## Short problem 1
What kernel parameter does the mailing list message give for forcing the driver probe?

## Quoted text
+++++

[Intel-gfx] Intel Arc A370M vs Linux 5.19

Daniel J Blueman daniel at quora.org
Sat Sep 17 07:29:38 UTC 2022


On Thu, 15 Sept 2022 at 22:55, Rodrigo Vivi <rodrigo.vivi at intel.com> wrote:
>
> On Thu, Sep 15, 2022 at 10:40:59PM +0800, Daniel J Blueman wrote:
> > On Thu, 15 Sept 2022 at 22:09, Rodrigo Vivi <rodrigo.vivi at intel.com> wrote:
> > > On Thu, Sep 15, 2022 at 09:08:08PM +0800, Daniel J Blueman wrote:
> > > > Dear Intel et al,
> > > >
> > > > With a HP Spectre x360 16 16-f1xxx/891D (Intel i7-1260P) with an Arc
> > > > A370M GPU [1] running the latest Ubuntu 22.10 5.19.0-15-generic
> > > > kernel, we see:
> > > >
> > > > i915 0000:03:00.0: Your graphics device 5693 is not properly supported
> > > > by the driver in this kernel version. To force driver probe anyway,
> > > > use i915.force_probe=5693
> > > >
> > > > Since the GPU is unmanaged, battery life is around 30% of what it
> > > > could be. Unsurprisingly, adding i915.force_probe=5693 causes
> > > > additional  issues. Given a lack of BIOS option to disable the GPU, is
> > > > there any advice for Linux support or at least putting the GPU into
> > > > D3? I see only Windows drivers on the official support page [2], and
> > > > Linux 6.0-rc5 isn't buildable [3].

+++++

## Source data
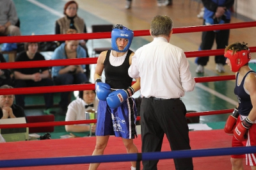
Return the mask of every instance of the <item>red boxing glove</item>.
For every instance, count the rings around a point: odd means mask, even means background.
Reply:
[[[240,141],[247,140],[247,133],[249,128],[252,127],[253,122],[248,117],[245,118],[241,123],[238,124],[234,130],[234,135]]]
[[[226,134],[228,135],[234,134],[234,130],[236,128],[236,121],[239,115],[237,108],[236,107],[235,109],[234,109],[232,114],[229,115],[227,120],[226,124],[225,125],[224,131]]]

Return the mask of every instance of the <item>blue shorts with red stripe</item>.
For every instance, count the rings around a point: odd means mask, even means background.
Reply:
[[[134,139],[137,137],[135,124],[136,117],[135,100],[132,97],[116,109],[109,108],[106,101],[100,100],[95,135]]]

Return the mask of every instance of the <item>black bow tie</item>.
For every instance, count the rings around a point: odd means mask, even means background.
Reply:
[[[89,105],[84,105],[85,109],[87,109],[87,107],[88,107],[90,106],[92,107],[93,107],[93,104],[89,104]]]

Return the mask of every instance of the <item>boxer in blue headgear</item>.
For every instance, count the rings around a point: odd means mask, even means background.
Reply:
[[[122,137],[128,153],[138,153],[133,143],[136,137],[137,109],[132,95],[140,88],[140,77],[132,84],[128,75],[134,52],[129,49],[133,38],[132,30],[116,25],[111,33],[112,49],[100,53],[97,61],[94,80],[96,95],[100,100],[97,109],[96,146],[93,155],[102,155],[110,135]],[[105,82],[101,80],[103,70]],[[136,169],[131,162],[131,170]],[[95,170],[99,164],[90,164],[89,170]]]
[[[128,40],[128,43],[123,50],[119,50],[116,44],[116,39],[125,38]],[[119,52],[126,52],[130,48],[133,39],[133,31],[122,24],[116,24],[113,28],[111,32],[112,49]]]

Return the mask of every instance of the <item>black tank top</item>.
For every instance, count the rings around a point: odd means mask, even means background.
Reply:
[[[251,98],[250,95],[248,95],[244,90],[244,80],[246,78],[246,76],[250,73],[255,73],[253,70],[250,70],[248,72],[244,77],[243,78],[243,80],[239,86],[237,84],[237,80],[239,73],[238,72],[236,76],[236,88],[234,89],[234,93],[237,97],[238,102],[239,105],[238,107],[238,112],[241,115],[243,116],[248,116],[250,112],[252,109],[252,104],[251,102]]]
[[[111,88],[126,89],[131,86],[132,78],[128,75],[128,69],[130,66],[129,57],[132,52],[129,50],[124,63],[118,66],[113,66],[109,62],[111,50],[108,50],[106,59],[104,62],[105,70],[105,82],[109,84]]]

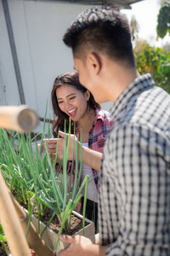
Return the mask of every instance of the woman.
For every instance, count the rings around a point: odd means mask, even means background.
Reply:
[[[81,181],[89,175],[87,201],[87,218],[94,220],[97,229],[98,212],[98,183],[100,160],[103,148],[112,122],[108,112],[101,109],[93,95],[79,82],[77,73],[68,73],[57,77],[51,92],[52,105],[57,119],[53,124],[53,134],[58,137],[59,130],[64,131],[65,120],[68,131],[69,119],[71,119],[71,133],[74,133],[76,123],[76,137],[82,135],[82,169]],[[60,131],[58,157],[62,159],[65,133]],[[56,152],[58,139],[46,139],[50,154]],[[70,159],[73,155],[73,136],[70,143]],[[45,148],[43,148],[45,152]],[[76,155],[76,154],[75,154]],[[70,172],[68,168],[68,173]],[[82,198],[83,201],[83,198]],[[82,207],[80,209],[82,212]],[[94,216],[95,215],[95,216]]]

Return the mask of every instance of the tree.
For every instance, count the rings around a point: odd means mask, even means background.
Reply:
[[[133,52],[139,72],[150,73],[156,84],[170,94],[170,51],[151,47],[143,40],[135,43]]]
[[[157,36],[163,38],[167,33],[170,35],[170,3],[165,2],[160,9],[157,16],[158,25],[156,26]]]

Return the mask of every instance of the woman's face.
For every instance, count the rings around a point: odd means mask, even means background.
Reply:
[[[70,84],[64,84],[56,90],[59,108],[71,119],[77,122],[87,113],[87,101],[90,93],[87,90],[84,94]]]

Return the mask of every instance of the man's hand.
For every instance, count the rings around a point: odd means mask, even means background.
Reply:
[[[70,243],[70,247],[60,251],[58,256],[105,256],[107,246],[94,244],[90,239],[76,235],[60,236],[60,240]]]
[[[60,251],[58,256],[89,256],[88,252],[86,253],[86,249],[93,244],[90,239],[79,235],[75,236],[64,235],[60,236],[60,240],[71,243],[71,245],[66,249]]]

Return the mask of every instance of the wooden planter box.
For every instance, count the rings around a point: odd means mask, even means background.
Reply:
[[[82,219],[82,216],[76,212],[72,212],[72,213]],[[94,222],[90,221],[88,218],[85,218],[86,222],[89,223],[85,228],[84,228],[84,235],[86,237],[88,237],[93,243],[95,243],[95,231],[94,231]],[[38,220],[37,218],[33,215],[31,218],[31,222],[36,227],[37,230],[38,230]],[[45,228],[45,224],[42,222],[40,223],[40,233],[42,232],[42,230]],[[78,232],[76,232],[74,235],[81,235],[83,236],[83,230],[80,230]],[[43,233],[42,238],[44,240],[46,245],[48,247],[48,248],[53,252],[57,241],[58,235],[53,231],[50,228],[47,228],[45,232]],[[60,250],[66,248],[70,244],[62,242],[60,241],[58,247],[56,249],[56,253],[59,253]]]

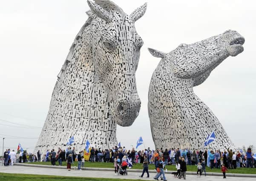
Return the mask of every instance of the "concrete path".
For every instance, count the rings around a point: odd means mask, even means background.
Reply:
[[[52,175],[60,176],[69,176],[75,177],[86,177],[95,178],[119,178],[120,180],[124,178],[130,179],[141,179],[138,176],[141,173],[138,172],[129,172],[128,170],[128,174],[127,175],[118,175],[115,174],[114,170],[110,171],[101,171],[101,170],[72,170],[71,171],[68,171],[66,169],[56,169],[52,168],[42,168],[32,167],[25,167],[23,166],[0,166],[0,173],[25,173],[29,174],[38,175]],[[150,178],[145,177],[144,175],[143,180],[155,180],[153,177],[155,175],[155,173],[150,173]],[[178,178],[173,178],[171,174],[166,174],[167,180],[180,180]],[[219,176],[203,176],[198,177],[195,175],[187,175],[187,180],[194,181],[198,180],[203,180],[206,181],[222,181],[222,177]],[[232,181],[255,181],[255,178],[235,177],[227,176],[226,180]]]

+++++

## Short problem 2
Pull out each line of the records that contains the word "woman".

## Response 1
i915.force_probe=5693

## Response 2
Return the mask of every instance of the woman.
Return the mask of every instance of the woman's face.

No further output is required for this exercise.